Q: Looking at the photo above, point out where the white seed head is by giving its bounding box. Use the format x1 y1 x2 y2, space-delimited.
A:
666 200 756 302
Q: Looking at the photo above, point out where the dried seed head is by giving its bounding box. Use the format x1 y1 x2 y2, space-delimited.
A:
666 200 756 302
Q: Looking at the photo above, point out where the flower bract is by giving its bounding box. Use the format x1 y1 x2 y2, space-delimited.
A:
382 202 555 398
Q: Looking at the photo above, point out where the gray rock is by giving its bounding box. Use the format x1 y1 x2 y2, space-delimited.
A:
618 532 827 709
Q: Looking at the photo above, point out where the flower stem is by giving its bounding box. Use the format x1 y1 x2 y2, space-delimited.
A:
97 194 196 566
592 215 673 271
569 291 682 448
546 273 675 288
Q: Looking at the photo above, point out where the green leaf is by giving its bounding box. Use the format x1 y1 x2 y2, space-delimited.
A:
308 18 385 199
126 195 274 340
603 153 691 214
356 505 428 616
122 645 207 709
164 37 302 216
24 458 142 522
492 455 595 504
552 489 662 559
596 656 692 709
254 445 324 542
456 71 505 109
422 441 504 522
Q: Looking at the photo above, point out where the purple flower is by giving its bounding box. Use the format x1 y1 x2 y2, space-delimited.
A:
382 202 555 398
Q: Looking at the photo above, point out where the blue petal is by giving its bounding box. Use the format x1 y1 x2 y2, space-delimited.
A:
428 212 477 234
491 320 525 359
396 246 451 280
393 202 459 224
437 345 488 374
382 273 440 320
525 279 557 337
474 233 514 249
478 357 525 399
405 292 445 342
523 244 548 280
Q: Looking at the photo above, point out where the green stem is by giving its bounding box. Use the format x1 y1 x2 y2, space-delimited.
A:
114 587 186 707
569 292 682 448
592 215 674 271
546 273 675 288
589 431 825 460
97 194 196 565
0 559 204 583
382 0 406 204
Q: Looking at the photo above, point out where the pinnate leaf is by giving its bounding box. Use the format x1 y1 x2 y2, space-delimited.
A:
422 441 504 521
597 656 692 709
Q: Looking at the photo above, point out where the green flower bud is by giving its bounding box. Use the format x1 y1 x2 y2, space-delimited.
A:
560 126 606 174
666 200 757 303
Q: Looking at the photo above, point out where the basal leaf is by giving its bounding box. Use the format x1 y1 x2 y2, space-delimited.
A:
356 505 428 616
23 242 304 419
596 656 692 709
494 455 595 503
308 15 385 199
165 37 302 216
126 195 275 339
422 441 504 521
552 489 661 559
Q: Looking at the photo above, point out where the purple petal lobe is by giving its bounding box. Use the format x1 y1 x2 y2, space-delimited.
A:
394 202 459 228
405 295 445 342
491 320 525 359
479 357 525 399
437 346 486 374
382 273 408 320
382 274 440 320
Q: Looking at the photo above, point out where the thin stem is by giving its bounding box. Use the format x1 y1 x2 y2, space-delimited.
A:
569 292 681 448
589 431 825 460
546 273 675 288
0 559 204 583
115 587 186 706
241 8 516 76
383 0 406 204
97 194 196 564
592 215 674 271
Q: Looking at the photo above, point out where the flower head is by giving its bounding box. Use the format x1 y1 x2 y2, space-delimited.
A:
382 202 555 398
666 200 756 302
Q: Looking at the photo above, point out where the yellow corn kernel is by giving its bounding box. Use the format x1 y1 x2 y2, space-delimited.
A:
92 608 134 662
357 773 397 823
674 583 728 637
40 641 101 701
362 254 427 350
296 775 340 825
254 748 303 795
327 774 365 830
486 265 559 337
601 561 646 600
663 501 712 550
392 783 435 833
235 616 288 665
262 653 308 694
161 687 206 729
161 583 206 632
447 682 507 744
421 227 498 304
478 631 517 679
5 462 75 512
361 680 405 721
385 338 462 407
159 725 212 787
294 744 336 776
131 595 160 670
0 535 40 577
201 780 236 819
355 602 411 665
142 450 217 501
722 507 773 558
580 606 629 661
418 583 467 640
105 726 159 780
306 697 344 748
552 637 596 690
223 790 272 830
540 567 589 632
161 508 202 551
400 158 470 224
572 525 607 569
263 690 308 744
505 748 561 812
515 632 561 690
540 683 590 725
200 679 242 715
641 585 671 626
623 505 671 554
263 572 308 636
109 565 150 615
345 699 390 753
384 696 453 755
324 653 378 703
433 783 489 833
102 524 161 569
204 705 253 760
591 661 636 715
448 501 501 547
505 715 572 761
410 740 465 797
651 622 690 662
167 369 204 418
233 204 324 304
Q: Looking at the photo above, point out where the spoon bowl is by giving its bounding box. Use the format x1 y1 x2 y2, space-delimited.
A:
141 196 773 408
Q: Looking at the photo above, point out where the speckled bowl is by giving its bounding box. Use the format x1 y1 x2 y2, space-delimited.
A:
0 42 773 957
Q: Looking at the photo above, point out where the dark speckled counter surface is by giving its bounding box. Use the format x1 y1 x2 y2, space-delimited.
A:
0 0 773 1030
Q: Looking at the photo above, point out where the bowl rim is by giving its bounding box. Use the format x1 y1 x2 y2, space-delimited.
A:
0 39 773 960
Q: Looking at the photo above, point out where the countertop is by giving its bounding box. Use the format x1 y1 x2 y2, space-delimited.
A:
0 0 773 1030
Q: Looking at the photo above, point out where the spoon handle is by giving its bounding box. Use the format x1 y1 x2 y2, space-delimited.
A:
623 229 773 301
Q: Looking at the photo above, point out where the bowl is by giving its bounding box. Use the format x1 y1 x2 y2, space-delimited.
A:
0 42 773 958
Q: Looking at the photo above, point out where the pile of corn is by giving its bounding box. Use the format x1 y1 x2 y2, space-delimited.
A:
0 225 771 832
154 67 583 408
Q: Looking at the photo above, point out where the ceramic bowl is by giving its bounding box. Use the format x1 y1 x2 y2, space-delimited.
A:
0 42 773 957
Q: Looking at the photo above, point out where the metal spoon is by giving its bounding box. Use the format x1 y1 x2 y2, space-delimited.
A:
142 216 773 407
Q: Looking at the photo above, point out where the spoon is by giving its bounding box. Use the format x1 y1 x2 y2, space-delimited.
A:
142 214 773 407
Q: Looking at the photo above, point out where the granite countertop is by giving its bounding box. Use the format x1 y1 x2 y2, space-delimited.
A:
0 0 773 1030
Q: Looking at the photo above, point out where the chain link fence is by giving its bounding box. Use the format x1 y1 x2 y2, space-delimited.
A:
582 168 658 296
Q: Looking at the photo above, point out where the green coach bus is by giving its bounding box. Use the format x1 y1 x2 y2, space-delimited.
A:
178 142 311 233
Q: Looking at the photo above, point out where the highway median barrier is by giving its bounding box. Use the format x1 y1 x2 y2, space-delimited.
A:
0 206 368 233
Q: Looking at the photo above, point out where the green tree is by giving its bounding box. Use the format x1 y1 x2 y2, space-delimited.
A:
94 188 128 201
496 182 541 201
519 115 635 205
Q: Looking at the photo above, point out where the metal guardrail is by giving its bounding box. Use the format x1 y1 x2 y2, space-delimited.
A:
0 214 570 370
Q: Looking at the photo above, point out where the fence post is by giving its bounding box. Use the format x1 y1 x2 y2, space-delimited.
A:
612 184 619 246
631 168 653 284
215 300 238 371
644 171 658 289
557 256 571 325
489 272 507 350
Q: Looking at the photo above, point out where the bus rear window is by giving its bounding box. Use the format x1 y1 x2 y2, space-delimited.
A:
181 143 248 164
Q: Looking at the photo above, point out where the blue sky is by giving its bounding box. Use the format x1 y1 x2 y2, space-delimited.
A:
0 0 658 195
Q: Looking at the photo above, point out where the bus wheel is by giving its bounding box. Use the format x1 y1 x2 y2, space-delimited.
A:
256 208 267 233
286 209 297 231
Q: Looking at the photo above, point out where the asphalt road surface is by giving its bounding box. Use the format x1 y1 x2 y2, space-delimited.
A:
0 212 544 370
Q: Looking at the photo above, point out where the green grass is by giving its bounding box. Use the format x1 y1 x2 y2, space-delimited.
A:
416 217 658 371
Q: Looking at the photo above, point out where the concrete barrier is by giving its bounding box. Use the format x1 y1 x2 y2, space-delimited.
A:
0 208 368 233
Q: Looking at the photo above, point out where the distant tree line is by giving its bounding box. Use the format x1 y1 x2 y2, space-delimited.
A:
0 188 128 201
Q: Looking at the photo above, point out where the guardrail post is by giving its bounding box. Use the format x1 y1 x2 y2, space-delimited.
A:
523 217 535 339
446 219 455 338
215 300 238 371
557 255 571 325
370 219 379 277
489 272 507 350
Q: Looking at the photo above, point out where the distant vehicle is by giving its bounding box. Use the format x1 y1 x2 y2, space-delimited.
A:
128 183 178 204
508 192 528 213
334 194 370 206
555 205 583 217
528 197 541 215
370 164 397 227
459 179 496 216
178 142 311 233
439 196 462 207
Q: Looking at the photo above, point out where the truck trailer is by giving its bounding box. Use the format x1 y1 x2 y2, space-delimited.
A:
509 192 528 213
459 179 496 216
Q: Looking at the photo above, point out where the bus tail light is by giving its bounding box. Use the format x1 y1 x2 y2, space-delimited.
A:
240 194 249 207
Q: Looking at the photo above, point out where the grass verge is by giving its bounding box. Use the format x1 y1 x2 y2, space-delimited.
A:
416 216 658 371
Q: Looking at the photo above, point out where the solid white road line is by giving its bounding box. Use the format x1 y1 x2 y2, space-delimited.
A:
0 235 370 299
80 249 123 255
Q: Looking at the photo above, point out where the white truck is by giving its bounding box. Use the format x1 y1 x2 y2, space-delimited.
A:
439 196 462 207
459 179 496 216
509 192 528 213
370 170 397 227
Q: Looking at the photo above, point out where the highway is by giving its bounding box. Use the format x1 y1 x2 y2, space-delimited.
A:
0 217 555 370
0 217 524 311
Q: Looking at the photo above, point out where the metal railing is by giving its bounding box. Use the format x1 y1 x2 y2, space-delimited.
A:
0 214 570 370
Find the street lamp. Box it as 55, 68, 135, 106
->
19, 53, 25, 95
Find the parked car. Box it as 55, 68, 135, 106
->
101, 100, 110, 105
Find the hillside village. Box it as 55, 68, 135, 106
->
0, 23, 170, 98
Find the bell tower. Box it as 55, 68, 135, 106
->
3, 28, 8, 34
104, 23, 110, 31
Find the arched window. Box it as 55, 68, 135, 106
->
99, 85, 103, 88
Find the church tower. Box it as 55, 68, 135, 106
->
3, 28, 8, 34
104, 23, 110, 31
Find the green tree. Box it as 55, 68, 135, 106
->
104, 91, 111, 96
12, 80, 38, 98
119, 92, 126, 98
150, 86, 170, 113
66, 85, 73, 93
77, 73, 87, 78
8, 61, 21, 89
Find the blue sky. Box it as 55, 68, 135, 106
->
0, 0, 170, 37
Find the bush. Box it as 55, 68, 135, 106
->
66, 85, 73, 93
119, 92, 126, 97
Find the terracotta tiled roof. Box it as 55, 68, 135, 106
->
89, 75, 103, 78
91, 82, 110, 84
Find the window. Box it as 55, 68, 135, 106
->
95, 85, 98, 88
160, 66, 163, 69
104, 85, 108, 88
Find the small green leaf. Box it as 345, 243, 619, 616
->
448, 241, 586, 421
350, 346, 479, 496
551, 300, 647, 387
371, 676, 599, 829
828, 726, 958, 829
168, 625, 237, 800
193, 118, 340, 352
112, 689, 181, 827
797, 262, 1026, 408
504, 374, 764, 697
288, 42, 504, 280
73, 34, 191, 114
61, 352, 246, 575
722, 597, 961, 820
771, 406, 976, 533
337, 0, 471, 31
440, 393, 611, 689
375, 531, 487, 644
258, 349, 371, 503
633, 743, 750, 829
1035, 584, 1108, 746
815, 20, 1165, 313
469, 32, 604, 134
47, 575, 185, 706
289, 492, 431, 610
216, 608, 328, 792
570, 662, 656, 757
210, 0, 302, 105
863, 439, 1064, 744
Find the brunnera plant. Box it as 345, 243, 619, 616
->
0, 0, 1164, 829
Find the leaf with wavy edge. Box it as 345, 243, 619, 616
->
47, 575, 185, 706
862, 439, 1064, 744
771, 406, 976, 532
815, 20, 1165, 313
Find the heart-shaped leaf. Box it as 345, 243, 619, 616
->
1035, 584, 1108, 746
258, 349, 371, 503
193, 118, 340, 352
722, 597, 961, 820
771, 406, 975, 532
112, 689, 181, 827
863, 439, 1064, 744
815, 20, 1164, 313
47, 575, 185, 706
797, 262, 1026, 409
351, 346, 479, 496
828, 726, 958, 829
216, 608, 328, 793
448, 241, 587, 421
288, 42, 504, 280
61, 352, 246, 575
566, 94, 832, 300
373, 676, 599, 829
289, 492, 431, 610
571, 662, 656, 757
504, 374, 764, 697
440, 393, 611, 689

★ ★ ★ ★ ★

→ **TASK DESCRIPTION**:
Reproduce verbatim every line from the one containing "Find the brunnera" through the final line of the items above.

→ **ANSWER TO THE EXERCISE**:
Find the brunnera plant. Box it as 345, 243, 619, 616
->
0, 0, 1164, 829
Find the leaf with wavy edge. Box it as 345, 243, 619, 616
->
47, 575, 185, 706
862, 439, 1064, 744
771, 406, 976, 532
815, 20, 1165, 313
Find the heart-shaped leaf. Box it as 345, 243, 619, 616
->
1035, 584, 1108, 746
258, 349, 371, 503
193, 118, 340, 352
722, 597, 961, 820
771, 406, 975, 532
112, 689, 181, 827
863, 439, 1064, 744
815, 20, 1164, 313
47, 575, 185, 706
797, 262, 1026, 409
351, 346, 479, 496
828, 726, 958, 829
216, 608, 328, 793
448, 241, 587, 421
288, 42, 504, 280
61, 352, 246, 575
566, 94, 832, 300
373, 676, 599, 829
289, 492, 431, 610
571, 662, 656, 757
504, 374, 764, 697
440, 393, 611, 689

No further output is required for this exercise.